課題:
以下の資料で「foliage」という語を含む行を数え、その行数だけを答えなさい。

===== 項目 =====

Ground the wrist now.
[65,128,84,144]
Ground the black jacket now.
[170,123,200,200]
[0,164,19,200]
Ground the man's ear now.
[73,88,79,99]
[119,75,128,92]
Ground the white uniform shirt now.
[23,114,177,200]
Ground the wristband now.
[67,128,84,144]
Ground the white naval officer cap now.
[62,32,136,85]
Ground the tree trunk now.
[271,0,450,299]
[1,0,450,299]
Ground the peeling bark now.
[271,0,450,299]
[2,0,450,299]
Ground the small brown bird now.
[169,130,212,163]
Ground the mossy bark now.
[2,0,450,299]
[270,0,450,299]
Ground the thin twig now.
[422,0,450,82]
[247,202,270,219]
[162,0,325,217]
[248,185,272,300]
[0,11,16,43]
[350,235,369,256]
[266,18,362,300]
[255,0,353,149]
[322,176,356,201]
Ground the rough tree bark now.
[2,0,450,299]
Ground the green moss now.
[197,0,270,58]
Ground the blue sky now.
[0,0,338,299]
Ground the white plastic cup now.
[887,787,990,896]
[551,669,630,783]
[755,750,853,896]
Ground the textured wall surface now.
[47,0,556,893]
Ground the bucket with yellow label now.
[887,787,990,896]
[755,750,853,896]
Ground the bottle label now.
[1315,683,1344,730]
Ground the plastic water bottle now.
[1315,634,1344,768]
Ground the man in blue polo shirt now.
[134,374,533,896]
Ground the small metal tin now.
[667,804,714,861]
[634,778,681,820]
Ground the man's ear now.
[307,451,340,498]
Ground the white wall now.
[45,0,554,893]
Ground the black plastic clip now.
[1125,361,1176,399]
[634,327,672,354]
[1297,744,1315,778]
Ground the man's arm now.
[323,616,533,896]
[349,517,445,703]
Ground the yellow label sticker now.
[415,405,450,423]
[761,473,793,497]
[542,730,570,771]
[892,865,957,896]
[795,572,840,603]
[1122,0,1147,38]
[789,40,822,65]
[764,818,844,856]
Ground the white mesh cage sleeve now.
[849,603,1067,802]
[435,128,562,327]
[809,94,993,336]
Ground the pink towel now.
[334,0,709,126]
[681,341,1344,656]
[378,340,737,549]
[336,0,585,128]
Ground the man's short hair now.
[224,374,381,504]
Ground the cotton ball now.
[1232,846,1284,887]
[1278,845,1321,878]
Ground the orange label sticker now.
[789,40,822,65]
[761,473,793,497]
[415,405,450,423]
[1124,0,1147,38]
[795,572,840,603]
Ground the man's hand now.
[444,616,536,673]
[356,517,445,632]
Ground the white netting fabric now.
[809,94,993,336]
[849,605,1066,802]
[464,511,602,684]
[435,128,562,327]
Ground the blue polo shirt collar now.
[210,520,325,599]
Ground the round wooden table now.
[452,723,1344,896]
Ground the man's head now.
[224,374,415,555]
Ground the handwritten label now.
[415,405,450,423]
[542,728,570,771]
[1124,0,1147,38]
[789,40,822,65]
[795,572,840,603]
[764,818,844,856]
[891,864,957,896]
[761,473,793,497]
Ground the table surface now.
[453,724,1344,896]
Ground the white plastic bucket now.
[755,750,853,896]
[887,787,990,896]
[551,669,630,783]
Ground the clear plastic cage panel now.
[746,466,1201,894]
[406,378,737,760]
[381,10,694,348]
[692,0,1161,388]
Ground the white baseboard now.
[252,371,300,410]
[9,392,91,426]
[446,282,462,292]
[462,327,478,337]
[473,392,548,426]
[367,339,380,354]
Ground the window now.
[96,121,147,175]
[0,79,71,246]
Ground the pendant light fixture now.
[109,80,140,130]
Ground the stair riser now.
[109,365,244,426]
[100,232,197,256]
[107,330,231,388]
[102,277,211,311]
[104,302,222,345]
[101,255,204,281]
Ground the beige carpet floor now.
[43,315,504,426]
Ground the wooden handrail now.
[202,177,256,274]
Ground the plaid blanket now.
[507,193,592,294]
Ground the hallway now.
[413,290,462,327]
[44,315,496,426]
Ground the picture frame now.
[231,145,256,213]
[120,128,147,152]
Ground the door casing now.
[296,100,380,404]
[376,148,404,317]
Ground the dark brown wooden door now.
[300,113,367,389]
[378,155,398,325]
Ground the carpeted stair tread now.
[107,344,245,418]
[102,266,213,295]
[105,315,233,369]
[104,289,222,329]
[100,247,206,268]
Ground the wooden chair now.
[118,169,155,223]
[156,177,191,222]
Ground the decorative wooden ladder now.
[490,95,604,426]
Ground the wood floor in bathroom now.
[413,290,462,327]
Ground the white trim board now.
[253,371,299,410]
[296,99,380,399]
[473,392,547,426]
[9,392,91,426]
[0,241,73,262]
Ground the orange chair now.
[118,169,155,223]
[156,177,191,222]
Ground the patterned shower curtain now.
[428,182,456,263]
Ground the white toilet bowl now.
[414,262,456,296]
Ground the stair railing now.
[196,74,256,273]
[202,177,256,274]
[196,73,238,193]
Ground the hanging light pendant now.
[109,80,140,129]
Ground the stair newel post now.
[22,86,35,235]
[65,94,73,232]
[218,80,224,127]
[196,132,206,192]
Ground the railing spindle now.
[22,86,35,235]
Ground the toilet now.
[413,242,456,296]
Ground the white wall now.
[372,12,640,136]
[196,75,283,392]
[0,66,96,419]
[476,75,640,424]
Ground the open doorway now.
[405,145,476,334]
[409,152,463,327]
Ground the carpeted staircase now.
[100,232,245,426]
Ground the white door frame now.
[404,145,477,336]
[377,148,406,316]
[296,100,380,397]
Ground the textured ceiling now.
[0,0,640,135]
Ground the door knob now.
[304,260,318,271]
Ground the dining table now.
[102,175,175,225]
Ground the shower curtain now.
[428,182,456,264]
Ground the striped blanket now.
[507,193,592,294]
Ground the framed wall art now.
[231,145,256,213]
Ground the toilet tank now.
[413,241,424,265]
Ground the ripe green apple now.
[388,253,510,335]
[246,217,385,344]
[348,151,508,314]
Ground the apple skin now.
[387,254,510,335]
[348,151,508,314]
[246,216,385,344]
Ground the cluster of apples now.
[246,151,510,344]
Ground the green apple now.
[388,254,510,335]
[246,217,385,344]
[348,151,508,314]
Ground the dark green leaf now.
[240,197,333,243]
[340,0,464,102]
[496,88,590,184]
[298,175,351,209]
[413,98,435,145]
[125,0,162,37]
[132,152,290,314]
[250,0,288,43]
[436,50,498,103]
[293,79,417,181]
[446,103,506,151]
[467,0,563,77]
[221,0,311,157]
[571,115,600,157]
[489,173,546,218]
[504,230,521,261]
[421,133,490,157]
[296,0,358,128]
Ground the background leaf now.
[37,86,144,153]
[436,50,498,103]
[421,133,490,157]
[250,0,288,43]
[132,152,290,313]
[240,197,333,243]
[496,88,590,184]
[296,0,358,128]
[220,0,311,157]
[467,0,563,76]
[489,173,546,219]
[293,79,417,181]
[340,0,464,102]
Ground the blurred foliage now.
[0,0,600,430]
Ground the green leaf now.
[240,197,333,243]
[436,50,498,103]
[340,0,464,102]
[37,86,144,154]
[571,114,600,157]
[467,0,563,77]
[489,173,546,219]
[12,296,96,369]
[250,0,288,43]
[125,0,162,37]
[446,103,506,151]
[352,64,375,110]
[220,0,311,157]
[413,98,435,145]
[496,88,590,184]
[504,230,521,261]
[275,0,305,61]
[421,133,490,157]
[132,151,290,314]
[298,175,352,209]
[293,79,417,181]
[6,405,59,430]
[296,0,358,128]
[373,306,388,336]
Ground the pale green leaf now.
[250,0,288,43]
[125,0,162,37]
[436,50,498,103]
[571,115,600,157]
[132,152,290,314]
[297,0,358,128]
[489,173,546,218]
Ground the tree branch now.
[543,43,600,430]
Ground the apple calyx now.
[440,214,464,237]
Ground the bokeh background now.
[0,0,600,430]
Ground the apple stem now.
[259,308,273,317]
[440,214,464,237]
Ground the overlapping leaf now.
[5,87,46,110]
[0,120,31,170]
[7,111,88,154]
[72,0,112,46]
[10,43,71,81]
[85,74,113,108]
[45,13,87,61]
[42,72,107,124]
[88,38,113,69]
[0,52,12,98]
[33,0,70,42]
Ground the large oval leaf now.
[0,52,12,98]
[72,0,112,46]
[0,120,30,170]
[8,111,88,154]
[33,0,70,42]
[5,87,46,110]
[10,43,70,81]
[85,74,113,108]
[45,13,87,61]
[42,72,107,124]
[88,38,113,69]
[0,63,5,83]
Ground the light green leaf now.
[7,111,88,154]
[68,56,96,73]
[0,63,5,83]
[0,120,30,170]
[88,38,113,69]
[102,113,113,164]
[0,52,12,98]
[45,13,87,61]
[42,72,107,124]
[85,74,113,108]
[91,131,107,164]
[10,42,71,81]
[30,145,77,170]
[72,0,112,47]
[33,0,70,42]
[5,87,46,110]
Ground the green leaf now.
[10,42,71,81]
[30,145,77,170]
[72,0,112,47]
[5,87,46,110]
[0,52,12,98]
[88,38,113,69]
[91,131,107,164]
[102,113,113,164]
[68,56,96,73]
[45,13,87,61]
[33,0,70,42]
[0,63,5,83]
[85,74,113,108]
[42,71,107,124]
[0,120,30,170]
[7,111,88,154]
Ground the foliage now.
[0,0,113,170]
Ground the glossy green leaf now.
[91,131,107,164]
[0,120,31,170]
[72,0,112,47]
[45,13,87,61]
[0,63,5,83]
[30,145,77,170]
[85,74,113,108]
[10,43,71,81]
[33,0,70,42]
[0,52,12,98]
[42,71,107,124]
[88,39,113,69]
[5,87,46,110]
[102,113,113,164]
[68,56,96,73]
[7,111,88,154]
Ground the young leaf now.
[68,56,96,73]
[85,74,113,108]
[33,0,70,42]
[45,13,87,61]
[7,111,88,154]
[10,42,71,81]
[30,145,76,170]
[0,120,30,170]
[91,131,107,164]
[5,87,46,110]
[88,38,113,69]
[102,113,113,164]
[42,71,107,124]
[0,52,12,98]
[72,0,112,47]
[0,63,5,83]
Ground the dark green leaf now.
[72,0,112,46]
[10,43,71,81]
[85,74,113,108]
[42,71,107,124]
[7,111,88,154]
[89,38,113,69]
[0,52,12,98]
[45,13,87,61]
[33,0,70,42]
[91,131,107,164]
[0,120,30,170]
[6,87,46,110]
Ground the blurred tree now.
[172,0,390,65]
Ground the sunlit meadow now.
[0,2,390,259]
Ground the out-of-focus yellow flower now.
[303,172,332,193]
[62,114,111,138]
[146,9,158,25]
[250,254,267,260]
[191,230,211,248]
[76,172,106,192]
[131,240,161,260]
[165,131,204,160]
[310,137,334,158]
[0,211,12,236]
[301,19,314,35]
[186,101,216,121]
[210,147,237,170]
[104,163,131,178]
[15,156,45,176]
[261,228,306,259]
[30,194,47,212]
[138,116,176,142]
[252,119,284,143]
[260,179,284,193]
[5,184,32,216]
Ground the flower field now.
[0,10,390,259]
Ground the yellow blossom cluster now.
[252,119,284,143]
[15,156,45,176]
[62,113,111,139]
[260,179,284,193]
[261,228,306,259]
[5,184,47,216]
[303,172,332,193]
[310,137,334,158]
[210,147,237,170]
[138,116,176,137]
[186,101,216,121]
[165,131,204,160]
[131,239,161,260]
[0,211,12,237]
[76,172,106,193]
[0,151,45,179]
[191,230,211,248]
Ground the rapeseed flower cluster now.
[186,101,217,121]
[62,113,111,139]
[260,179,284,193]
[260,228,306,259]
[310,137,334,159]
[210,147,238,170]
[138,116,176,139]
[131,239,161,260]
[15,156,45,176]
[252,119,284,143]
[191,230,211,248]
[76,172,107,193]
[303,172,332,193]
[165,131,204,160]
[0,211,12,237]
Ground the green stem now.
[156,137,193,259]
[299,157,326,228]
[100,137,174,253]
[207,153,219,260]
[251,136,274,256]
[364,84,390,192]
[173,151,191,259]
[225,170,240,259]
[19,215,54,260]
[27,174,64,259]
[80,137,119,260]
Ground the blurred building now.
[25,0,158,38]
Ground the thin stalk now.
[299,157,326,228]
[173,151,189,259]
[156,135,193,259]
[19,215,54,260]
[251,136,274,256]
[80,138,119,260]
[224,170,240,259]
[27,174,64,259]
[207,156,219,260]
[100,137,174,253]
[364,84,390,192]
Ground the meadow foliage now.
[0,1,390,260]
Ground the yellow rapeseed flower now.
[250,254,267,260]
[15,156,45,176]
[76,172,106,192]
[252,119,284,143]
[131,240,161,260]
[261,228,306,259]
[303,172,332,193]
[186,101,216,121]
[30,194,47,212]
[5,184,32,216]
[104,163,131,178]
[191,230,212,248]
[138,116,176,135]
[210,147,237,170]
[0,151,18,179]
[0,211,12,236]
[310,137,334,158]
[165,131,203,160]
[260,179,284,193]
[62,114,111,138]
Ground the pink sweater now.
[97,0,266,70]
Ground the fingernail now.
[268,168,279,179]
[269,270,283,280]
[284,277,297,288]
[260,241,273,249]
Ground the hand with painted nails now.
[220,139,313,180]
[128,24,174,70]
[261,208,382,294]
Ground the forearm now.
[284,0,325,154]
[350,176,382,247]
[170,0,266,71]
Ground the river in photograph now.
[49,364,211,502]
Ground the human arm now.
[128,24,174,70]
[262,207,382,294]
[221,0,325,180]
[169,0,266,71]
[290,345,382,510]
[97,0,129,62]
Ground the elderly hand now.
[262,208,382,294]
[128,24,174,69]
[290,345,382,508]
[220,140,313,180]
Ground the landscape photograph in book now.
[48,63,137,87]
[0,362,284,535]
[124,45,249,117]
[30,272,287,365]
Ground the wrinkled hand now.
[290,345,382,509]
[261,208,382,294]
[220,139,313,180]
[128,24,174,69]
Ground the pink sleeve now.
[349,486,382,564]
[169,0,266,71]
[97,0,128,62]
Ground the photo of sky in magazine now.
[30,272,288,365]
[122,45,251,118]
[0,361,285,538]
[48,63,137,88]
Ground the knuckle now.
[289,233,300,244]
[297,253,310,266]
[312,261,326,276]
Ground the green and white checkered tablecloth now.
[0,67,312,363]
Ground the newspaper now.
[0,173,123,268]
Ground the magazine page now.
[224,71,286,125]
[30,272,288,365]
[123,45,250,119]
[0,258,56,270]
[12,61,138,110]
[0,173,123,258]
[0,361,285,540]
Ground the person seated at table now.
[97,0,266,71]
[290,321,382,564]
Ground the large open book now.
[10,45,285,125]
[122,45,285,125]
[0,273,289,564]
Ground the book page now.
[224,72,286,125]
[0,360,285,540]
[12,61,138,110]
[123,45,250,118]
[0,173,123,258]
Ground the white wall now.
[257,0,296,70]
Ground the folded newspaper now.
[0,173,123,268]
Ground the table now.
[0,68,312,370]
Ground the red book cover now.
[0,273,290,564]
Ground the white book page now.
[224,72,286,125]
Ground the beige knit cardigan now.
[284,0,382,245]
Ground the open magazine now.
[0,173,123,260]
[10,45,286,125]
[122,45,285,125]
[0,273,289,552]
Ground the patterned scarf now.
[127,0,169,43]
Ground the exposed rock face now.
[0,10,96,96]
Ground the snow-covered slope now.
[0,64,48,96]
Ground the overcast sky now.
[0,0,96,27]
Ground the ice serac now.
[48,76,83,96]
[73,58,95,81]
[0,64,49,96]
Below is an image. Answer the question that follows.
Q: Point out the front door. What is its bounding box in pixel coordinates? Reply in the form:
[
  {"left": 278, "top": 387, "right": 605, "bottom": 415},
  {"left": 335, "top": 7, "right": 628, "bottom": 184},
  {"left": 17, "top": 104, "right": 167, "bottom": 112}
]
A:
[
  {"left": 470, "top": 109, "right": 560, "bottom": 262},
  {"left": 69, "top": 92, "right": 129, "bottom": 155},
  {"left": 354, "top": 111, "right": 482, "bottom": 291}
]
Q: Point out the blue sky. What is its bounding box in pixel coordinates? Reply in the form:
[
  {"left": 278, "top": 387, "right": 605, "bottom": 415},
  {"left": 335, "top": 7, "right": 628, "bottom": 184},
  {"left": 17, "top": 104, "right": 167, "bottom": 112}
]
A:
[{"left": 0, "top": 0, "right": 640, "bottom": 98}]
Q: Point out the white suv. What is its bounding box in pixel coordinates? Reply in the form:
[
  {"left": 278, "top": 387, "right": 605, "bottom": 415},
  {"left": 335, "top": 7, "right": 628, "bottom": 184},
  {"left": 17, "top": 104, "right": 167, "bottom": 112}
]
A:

=====

解答:
3